**CHALLENGE**
Rewrite the lines of the listing as a numbered list, starting with the line that contains "tree branch category." and running through the end of the listing, both included. Leave out any blank lines.
** Start ENTRIES **
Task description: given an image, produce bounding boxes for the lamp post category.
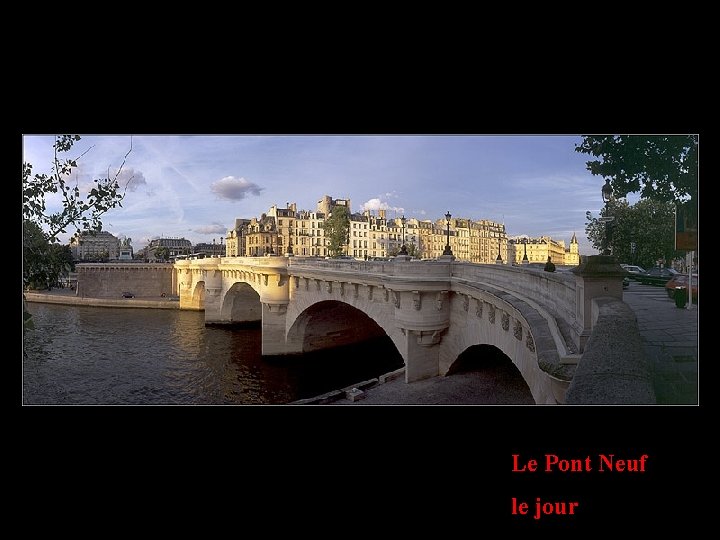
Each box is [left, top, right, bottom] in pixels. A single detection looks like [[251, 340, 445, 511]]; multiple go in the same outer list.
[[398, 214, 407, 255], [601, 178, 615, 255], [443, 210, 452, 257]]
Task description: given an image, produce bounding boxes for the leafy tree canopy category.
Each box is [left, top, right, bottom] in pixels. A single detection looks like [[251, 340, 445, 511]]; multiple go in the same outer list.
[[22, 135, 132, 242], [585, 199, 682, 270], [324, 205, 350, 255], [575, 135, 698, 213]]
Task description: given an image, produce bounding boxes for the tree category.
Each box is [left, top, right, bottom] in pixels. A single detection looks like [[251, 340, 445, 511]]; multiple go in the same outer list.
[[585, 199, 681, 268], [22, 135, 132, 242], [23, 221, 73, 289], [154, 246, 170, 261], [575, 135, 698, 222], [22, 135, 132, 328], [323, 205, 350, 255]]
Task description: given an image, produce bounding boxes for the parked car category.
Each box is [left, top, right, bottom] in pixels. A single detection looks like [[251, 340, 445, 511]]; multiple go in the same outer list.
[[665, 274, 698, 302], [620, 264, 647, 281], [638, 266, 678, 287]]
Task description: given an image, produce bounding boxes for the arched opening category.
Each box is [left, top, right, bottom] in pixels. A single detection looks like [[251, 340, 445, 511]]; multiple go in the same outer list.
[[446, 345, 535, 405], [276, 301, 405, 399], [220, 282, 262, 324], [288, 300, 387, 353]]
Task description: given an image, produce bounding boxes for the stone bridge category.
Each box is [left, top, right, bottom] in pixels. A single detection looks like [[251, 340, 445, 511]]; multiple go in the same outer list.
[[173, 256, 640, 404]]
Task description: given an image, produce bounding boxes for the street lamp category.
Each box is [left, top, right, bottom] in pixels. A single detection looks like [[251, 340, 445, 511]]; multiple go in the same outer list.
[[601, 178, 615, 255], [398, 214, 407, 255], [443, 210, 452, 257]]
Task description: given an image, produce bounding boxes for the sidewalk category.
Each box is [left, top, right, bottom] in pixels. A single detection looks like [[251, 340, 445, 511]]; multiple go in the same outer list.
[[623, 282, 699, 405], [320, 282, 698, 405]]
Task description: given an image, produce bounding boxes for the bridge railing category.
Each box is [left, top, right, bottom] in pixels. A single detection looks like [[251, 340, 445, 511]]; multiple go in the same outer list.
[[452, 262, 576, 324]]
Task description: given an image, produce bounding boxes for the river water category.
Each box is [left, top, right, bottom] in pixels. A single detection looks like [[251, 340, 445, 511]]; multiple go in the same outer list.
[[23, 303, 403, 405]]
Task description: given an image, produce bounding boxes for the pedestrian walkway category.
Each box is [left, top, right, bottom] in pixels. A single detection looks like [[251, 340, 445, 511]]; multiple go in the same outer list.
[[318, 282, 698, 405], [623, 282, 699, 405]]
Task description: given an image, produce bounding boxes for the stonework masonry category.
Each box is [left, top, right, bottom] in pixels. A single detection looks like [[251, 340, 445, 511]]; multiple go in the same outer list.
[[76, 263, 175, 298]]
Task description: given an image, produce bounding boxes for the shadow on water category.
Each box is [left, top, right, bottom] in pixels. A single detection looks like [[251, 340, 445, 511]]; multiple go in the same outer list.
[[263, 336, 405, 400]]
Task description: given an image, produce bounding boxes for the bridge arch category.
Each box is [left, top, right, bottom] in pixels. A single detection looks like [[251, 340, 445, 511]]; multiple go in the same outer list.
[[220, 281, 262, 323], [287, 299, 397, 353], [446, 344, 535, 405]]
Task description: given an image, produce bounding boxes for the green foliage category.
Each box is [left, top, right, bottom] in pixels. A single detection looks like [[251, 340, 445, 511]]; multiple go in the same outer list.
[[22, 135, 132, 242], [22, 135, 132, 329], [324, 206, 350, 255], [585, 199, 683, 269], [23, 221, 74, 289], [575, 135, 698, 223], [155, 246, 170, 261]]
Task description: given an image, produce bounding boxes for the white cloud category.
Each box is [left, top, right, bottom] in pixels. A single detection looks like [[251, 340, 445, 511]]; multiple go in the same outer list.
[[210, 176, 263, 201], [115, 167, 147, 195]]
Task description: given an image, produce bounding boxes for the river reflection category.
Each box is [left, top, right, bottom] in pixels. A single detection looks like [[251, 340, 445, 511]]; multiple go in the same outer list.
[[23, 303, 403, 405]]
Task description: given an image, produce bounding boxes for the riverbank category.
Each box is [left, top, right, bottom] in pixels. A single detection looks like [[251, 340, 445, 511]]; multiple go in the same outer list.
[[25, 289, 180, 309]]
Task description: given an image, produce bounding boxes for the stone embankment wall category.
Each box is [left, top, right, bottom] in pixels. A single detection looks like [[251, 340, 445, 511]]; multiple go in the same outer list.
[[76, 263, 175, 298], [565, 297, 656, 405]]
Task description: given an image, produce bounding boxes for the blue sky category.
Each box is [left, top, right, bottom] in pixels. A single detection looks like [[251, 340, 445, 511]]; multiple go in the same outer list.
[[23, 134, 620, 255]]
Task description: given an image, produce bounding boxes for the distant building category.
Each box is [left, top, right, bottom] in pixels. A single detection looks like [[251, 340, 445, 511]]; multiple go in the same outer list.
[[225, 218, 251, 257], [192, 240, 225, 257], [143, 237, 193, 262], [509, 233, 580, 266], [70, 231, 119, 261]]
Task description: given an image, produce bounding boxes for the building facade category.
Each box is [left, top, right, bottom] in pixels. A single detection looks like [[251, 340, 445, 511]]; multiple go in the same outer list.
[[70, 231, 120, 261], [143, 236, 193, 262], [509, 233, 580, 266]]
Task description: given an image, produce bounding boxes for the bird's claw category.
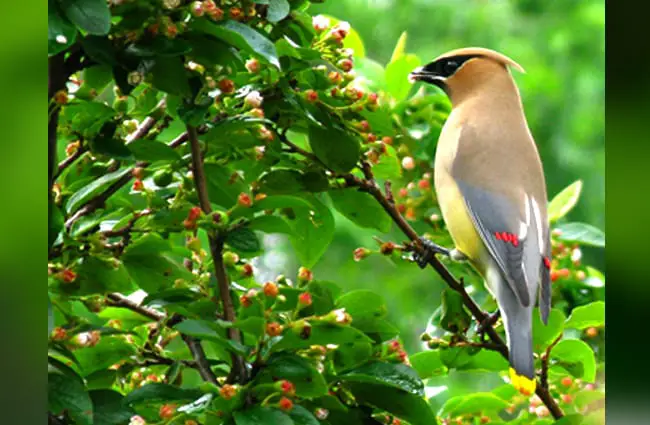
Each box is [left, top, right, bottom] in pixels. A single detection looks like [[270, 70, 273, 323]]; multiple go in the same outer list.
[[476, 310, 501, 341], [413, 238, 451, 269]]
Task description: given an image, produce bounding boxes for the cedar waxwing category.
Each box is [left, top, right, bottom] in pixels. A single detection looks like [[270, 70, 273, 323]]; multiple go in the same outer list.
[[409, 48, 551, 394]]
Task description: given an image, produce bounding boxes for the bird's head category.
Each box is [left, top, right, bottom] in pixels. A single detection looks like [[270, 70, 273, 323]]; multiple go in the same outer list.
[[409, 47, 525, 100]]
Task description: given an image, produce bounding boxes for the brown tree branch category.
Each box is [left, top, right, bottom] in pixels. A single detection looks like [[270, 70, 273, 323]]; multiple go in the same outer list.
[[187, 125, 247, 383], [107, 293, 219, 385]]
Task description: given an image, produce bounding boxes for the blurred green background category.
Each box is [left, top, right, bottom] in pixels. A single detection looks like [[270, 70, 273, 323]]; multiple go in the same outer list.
** End ENTRIES **
**SOLUTION TO THE PROBLEM**
1. Task description: given an image, produce bounding boxes for the brown tree branch category.
2. Each box is [left, top, right, bottom] in pixels. A single detection looks like [[270, 70, 273, 323]]; multiple go in the same outer list.
3. [[187, 125, 247, 383], [107, 293, 219, 385]]
4. Task description: given an image, produce bounding boxes for the blurred green background category.
5. Each box is [left, top, right, bottom] in pixels. A single detection looks like [[270, 70, 273, 323]]; multiple go in the same outer list.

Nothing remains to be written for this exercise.